◆ PROBLEM REQUIREMENTS
Return every line of the material below that contains the string "pedestal", matching case exactly.

◆ INFORMATION SUPPLIED
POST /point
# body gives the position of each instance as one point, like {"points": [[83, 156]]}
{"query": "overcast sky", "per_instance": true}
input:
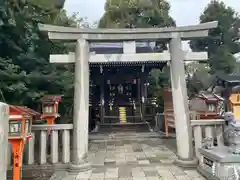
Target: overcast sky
{"points": [[185, 12]]}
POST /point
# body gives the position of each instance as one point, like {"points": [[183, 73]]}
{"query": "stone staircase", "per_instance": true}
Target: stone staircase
{"points": [[122, 115], [124, 127]]}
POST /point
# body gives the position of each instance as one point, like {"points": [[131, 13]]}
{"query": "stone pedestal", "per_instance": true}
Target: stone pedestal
{"points": [[218, 163], [3, 140]]}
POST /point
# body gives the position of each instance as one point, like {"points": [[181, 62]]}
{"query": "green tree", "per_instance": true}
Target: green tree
{"points": [[198, 78], [222, 42], [140, 14]]}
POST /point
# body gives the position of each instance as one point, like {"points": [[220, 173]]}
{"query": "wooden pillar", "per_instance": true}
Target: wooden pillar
{"points": [[81, 108], [180, 105]]}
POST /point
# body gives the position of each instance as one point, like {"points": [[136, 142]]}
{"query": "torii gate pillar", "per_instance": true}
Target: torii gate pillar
{"points": [[81, 107]]}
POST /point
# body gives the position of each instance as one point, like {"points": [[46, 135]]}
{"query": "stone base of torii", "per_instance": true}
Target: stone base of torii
{"points": [[82, 58]]}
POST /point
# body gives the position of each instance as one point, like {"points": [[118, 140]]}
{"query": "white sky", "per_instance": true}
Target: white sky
{"points": [[184, 12]]}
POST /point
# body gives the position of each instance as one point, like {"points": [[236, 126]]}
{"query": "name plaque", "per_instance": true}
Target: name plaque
{"points": [[208, 162]]}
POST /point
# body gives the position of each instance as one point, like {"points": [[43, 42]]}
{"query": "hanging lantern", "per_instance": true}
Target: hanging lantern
{"points": [[59, 3]]}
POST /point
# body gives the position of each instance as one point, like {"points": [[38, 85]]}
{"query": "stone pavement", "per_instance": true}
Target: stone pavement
{"points": [[133, 156]]}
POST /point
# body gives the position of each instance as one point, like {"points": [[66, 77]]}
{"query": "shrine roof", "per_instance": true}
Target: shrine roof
{"points": [[51, 98], [120, 45]]}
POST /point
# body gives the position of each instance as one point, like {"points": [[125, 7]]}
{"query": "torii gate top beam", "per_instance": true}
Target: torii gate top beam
{"points": [[69, 33]]}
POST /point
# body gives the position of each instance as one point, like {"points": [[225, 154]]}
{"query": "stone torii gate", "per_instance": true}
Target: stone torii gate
{"points": [[82, 57]]}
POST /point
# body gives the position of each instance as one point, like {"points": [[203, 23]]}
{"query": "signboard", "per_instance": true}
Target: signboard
{"points": [[208, 162]]}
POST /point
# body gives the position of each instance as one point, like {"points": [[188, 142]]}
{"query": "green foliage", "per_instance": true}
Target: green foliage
{"points": [[221, 42], [25, 71]]}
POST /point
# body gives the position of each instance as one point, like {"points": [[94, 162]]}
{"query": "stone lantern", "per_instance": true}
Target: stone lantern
{"points": [[20, 125]]}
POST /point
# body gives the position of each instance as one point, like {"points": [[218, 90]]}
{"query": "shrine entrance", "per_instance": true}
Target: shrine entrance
{"points": [[117, 92]]}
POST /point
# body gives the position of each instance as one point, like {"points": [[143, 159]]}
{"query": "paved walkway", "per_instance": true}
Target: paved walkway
{"points": [[133, 156]]}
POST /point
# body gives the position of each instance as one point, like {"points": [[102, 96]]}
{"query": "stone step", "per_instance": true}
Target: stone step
{"points": [[124, 127]]}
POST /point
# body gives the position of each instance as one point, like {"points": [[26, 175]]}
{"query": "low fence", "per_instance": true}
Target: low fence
{"points": [[51, 144]]}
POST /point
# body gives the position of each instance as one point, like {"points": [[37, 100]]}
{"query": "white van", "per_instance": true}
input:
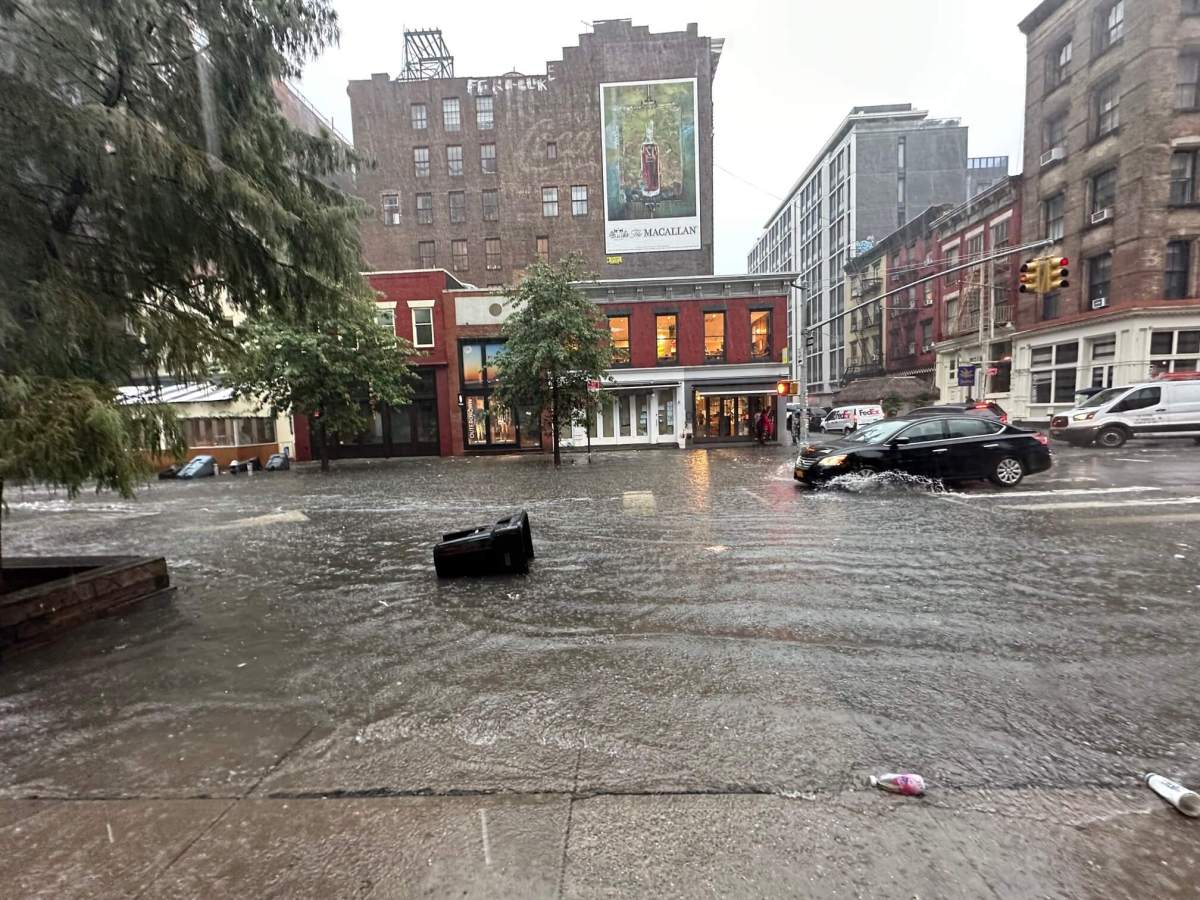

◆ EXERCISE SOLUTION
{"query": "stone pedestal", "per_instance": true}
Target: stone pedestal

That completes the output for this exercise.